A DANOSA PRIVATIZAÇÃO DA ELETROBRAS PARA O BRASIL

Fernando Alcoforado*

Este artigo tem por objetivo demonstrar que a privatização da Eletrobras ocorrida recentemente será extremamente danosa para o Brasil porque o sistema elétrico nacional passará a operar para atender os objetivos de lucratividade de seus acionistas privados em detrimento dos consumidores de eletricidade e do interesse da população brasileira. O sistema elétrico do Brasil (Figura 1) envolve uma grande infraestrutura e uma complexa organização para que funcione. Ele conta com o Sistema Interligado Nacional (SIN), o Operador Nacional do Sistema Elétrico (ONS), a Agência Nacional de Energia Elétrica (ANEEL) e a Eletrobras.  

Figura 1- Sistema elétrico do Brasil

Fonte: https://journals.openedition.org/confins/10797

O Sistema Interligado Nacional (SIN) é uma grande rede que se estende pelo Brasil congregando várias usinas de geração e uma malha de transmissão de energia elétrica que suprem a demanda de energia elétrica do País com seus subsistemas Nordeste, Sudeste/Centro-Oeste, Sul e Norte. A maior parte do SIN é composta por usinas hidroelétricas, usinas termelétricas e mais recentemente por usinas eólicas e usinas solares fotovoltaicas. As duas últimas modalidades de usinas estão concentradas principalmente na região Nordeste do País. A existência da malha de quase 135 mil Km que interliga as fontes de energia dentro do SIN traz diversos benefícios, como, por exemplo, a minimização dos riscos de interrupção no suprimento de eletricidade (gerando segurança) e maior eficiência do sistema elétrico reduzindo os custos de geração com a economia de escala obtida.

Trabalho solicitado
1 - Cite o trecho sobre a privatização da Eletrobras, começando em "Fernando Alcoforado*" e terminando em "e a Eletrobras.".
2 - Imprima sem nenhuma alteração as linhas de dados, começando no início delas e terminando na linha que contém "[[[116,84],[122,81],[96,81],[88,88],[87,94],[116,99]]]", inclusive.
O trecho e as linhas de dados vêm de fontes distintas.

Dados do exercício
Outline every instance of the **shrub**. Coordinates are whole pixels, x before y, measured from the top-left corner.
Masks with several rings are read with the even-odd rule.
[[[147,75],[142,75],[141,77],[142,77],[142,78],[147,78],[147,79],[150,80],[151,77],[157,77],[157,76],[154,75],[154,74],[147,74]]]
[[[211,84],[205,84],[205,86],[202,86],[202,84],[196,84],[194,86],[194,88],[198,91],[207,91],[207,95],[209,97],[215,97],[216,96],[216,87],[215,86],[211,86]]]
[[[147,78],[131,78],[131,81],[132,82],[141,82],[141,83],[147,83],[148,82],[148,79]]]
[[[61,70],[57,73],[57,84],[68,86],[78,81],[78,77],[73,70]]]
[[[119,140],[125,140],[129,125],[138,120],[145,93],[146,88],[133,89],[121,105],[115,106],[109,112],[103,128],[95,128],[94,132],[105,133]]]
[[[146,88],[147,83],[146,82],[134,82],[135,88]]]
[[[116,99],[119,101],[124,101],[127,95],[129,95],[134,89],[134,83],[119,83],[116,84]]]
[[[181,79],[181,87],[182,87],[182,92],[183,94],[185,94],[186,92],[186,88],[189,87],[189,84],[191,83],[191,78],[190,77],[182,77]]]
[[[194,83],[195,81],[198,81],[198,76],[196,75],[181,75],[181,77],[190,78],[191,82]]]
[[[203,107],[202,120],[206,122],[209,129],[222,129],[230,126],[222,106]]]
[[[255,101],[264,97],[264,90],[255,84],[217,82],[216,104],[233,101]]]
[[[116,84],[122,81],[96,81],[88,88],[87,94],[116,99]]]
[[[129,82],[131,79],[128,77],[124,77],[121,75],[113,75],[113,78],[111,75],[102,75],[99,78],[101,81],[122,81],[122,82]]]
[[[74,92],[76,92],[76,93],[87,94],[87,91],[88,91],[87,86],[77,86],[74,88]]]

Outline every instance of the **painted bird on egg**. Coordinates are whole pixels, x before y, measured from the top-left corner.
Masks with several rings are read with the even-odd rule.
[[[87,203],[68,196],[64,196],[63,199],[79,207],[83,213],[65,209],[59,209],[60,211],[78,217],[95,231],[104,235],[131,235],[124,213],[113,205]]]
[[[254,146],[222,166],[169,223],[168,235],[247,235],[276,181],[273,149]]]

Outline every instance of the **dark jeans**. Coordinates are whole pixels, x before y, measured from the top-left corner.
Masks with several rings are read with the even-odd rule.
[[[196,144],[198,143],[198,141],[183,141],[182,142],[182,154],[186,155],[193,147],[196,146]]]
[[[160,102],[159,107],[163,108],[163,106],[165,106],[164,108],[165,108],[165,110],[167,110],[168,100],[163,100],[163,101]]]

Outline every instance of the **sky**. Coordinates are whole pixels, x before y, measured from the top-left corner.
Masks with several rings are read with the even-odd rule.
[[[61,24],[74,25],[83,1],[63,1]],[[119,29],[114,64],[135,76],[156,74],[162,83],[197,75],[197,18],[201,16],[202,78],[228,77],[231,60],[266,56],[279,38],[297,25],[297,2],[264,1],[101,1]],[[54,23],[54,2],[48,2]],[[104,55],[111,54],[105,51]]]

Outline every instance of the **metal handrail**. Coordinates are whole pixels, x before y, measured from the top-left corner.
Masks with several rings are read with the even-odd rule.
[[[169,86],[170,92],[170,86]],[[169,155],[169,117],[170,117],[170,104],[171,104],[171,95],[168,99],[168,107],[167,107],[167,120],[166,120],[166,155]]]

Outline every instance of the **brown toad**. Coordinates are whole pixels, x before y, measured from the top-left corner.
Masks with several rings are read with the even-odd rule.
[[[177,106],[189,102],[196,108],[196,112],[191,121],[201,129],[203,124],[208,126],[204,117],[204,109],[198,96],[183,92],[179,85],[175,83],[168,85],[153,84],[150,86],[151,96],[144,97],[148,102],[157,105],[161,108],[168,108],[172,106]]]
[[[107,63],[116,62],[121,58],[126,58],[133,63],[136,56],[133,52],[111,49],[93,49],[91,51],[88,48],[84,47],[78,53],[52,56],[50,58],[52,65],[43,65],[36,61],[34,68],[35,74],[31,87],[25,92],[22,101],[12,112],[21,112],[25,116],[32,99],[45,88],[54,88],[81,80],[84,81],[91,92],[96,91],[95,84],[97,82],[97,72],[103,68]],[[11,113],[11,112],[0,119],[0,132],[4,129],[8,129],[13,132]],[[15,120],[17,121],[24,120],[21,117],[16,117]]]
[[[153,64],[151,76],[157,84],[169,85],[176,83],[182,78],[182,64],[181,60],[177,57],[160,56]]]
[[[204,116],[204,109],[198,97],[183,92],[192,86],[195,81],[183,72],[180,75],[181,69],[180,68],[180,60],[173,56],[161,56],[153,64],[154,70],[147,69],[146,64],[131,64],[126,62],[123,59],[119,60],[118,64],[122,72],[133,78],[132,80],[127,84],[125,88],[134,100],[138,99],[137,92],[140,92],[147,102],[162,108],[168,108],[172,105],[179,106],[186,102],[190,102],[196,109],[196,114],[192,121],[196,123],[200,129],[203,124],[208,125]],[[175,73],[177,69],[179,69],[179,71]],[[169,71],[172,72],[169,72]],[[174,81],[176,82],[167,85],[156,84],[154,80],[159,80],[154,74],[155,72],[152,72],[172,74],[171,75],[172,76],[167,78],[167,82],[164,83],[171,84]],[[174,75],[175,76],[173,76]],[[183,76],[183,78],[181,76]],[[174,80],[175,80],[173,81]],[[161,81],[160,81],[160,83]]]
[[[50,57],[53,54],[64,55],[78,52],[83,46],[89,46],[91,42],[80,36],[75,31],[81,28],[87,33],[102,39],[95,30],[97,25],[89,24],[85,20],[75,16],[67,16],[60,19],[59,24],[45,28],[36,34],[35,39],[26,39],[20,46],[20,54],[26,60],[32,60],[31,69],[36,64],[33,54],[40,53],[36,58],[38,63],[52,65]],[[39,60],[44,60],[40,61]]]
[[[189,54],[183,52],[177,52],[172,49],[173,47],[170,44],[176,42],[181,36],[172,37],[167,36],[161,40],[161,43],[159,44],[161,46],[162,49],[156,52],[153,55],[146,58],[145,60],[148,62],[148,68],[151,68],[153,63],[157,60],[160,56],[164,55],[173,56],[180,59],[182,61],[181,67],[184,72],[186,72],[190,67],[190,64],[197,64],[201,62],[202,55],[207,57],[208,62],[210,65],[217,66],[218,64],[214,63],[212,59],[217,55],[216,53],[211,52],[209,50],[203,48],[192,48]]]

Resultados por tarefa
1 -
Fernando Alcoforado*

Este artigo tem por objetivo demonstrar que a privatização da Eletrobras ocorrida recentemente será extremamente danosa para o Brasil porque o sistema elétrico nacional passará a operar para atender os objetivos de lucratividade de seus acionistas privados em detrimento dos consumidores de eletricidade e do interesse da população brasileira. O sistema elétrico do Brasil (Figura 1) envolve uma grande infraestrutura e uma complexa organização para que funcione. Ele conta com o Sistema Interligado Nacional (SIN), o Operador Nacional do Sistema Elétrico (ONS), a Agência Nacional de Energia Elétrica (ANEEL) e a Eletrobras.

2 -
Outline every instance of the **shrub**. Coordinates are whole pixels, x before y, measured from the top-left corner.
Masks with several rings are read with the even-odd rule.
[[[147,75],[142,75],[141,77],[142,77],[142,78],[147,78],[147,79],[150,80],[151,77],[157,77],[157,76],[154,75],[154,74],[147,74]]]
[[[211,84],[205,84],[205,86],[202,86],[202,84],[196,84],[194,86],[194,88],[198,91],[207,91],[207,95],[209,97],[215,97],[216,96],[216,87],[215,86],[211,86]]]
[[[147,78],[131,78],[131,81],[132,82],[141,82],[141,83],[147,83],[148,82],[148,79]]]
[[[61,70],[57,73],[57,84],[68,86],[78,81],[78,77],[73,70]]]
[[[119,140],[125,140],[129,125],[138,120],[145,93],[146,88],[133,89],[121,105],[115,106],[109,112],[103,128],[95,128],[94,132],[105,133]]]
[[[146,88],[147,83],[146,82],[134,82],[135,88]]]
[[[116,99],[119,101],[124,101],[127,95],[129,95],[134,89],[134,83],[119,83],[116,84]]]
[[[181,79],[181,87],[182,87],[182,92],[183,94],[185,94],[186,92],[186,88],[189,87],[189,84],[191,83],[191,78],[190,77],[182,77]]]
[[[194,83],[195,81],[198,81],[198,76],[196,75],[181,75],[181,77],[190,78],[191,82]]]
[[[203,107],[202,120],[206,122],[209,129],[222,129],[230,126],[222,106]]]
[[[255,101],[264,97],[264,90],[255,84],[217,82],[216,104],[233,101]]]
[[[116,84],[122,81],[96,81],[88,88],[87,94],[116,99]]]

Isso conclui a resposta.